*数据条目:*
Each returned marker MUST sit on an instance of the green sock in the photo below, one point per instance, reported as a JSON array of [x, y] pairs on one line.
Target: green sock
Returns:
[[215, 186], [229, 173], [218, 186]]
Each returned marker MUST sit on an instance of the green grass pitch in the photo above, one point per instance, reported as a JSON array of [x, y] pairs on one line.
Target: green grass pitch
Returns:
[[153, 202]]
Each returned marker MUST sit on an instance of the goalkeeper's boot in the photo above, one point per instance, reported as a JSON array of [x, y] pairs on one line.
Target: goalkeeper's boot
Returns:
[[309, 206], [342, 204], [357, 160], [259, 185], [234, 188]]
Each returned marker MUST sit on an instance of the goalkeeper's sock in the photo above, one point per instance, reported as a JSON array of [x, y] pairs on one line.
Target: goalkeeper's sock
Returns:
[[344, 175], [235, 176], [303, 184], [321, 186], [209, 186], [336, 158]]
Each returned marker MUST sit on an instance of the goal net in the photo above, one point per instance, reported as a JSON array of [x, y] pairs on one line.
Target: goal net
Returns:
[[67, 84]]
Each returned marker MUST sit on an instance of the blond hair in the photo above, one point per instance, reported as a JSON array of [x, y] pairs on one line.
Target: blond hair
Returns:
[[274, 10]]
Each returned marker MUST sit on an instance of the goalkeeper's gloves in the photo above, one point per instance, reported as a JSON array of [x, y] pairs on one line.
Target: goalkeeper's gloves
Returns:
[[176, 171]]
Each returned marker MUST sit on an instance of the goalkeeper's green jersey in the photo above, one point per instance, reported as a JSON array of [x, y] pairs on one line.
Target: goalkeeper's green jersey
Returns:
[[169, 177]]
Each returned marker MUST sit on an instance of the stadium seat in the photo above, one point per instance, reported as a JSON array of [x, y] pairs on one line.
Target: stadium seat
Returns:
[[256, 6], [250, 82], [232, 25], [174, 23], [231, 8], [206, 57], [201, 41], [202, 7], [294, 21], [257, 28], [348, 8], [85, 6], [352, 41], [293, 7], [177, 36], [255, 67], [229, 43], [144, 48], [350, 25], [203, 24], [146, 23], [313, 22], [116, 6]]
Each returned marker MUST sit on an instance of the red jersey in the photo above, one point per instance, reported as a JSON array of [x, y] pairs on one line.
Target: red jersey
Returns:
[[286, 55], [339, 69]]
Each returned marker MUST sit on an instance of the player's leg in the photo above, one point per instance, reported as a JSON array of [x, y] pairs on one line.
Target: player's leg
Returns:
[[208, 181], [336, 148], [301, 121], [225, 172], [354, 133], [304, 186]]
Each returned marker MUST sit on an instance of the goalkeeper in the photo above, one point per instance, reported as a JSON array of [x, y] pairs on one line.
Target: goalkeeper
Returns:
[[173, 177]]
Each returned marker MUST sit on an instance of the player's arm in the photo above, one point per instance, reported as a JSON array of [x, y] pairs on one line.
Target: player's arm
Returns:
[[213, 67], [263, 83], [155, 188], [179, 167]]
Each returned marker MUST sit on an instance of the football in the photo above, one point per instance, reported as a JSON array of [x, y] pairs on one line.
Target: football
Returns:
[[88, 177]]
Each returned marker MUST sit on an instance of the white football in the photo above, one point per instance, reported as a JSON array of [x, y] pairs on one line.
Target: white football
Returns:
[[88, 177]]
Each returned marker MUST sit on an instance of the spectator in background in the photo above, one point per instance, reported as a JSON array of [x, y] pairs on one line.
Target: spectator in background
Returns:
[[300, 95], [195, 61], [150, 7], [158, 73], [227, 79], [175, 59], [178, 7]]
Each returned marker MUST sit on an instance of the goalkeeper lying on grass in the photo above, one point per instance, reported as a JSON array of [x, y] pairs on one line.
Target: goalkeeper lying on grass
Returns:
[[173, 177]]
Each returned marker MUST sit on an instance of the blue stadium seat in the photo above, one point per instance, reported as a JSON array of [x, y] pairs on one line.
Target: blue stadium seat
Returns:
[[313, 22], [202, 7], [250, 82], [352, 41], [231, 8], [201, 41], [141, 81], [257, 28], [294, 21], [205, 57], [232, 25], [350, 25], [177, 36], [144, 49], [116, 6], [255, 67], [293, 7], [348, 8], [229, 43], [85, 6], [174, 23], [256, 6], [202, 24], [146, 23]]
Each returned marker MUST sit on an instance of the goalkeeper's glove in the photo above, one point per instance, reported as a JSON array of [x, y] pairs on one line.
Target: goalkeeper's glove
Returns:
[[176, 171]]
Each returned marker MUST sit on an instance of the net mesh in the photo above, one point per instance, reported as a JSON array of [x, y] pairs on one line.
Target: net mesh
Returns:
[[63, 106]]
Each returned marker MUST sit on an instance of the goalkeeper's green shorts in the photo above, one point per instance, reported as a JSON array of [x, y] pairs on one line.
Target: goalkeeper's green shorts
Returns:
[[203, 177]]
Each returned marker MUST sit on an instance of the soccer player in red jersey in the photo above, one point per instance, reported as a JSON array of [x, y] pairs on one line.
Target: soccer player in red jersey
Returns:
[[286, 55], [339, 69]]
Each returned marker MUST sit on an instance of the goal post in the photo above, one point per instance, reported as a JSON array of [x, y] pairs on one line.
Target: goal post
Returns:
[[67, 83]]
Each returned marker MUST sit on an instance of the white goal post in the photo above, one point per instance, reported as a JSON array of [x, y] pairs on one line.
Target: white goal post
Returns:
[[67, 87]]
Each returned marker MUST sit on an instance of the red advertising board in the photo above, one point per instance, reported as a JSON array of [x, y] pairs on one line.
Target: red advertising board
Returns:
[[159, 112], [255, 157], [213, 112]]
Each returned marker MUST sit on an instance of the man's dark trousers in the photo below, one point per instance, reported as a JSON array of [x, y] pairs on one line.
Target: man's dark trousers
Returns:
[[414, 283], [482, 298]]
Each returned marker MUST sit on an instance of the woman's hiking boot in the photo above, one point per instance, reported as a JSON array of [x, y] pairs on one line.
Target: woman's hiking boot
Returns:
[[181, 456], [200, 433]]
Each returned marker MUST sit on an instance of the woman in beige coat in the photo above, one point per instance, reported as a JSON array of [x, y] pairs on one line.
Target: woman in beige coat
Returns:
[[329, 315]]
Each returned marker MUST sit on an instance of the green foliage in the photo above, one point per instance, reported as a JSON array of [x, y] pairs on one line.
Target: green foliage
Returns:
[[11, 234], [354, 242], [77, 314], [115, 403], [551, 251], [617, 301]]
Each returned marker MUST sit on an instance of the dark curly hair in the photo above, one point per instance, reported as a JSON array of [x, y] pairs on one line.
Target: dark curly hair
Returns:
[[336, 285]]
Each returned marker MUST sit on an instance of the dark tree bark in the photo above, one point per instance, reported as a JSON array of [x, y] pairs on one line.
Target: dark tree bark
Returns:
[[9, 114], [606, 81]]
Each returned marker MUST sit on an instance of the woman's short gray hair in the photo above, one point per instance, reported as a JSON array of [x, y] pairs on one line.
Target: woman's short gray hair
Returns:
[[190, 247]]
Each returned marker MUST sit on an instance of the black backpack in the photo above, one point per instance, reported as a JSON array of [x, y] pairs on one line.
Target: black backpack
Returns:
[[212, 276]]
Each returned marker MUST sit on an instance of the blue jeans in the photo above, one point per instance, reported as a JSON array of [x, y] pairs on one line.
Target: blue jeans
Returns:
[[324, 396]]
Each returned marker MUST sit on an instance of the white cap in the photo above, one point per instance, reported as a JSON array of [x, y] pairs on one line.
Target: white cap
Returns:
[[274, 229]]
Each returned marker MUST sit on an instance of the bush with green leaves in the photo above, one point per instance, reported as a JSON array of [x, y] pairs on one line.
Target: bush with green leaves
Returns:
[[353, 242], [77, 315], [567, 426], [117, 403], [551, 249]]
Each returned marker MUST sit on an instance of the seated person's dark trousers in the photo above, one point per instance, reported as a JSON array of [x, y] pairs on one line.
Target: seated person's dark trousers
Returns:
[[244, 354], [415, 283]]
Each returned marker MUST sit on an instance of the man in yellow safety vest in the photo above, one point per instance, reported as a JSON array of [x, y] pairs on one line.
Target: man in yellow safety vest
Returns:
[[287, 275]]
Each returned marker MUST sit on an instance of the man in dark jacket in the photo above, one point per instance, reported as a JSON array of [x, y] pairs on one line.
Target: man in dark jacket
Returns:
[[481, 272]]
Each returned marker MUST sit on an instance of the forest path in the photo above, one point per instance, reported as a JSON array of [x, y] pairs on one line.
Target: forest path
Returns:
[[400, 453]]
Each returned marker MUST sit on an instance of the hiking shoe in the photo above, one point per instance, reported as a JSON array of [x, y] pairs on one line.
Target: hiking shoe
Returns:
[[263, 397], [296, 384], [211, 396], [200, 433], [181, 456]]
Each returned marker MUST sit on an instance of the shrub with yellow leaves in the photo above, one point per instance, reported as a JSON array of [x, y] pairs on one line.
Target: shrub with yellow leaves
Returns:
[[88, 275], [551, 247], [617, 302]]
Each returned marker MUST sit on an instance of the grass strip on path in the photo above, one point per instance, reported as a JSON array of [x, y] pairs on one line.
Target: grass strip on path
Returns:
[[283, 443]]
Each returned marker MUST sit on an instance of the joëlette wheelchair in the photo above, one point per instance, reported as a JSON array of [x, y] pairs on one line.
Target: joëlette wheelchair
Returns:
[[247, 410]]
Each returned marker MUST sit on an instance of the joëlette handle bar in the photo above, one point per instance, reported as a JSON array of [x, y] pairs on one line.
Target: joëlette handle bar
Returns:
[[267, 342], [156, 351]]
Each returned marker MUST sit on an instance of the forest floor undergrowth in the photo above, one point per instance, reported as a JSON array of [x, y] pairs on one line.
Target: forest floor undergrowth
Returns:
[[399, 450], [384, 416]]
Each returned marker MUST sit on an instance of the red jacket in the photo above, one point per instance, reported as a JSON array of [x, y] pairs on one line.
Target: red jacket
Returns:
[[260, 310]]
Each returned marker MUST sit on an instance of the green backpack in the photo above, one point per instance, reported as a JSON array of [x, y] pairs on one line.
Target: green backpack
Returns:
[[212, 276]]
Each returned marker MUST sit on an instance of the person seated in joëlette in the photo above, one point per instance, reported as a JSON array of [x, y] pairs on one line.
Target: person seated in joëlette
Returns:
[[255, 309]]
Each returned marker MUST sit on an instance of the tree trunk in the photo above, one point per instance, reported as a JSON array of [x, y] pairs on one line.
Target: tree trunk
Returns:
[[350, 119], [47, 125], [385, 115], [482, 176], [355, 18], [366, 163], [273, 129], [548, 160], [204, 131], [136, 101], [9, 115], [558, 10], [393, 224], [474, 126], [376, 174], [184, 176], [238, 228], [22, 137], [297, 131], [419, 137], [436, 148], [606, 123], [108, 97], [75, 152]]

*任务要求:* 把上面数据中从含有“the goal net”的那一行起，到含有“[[274, 10]]”的那一行止，逐行照原样抄录下来，首尾两行都要包括。

*任务解答:*
Each returned marker MUST sit on an instance of the goal net in the photo above, one point per instance, reported as a JSON array of [x, y] pairs on one line.
Target: goal net
Returns:
[[67, 84]]
Each returned marker MUST sit on an instance of the blond hair in the photo above, one point per instance, reported as a JSON array of [x, y] pairs on one line.
Target: blond hair
Returns:
[[274, 10]]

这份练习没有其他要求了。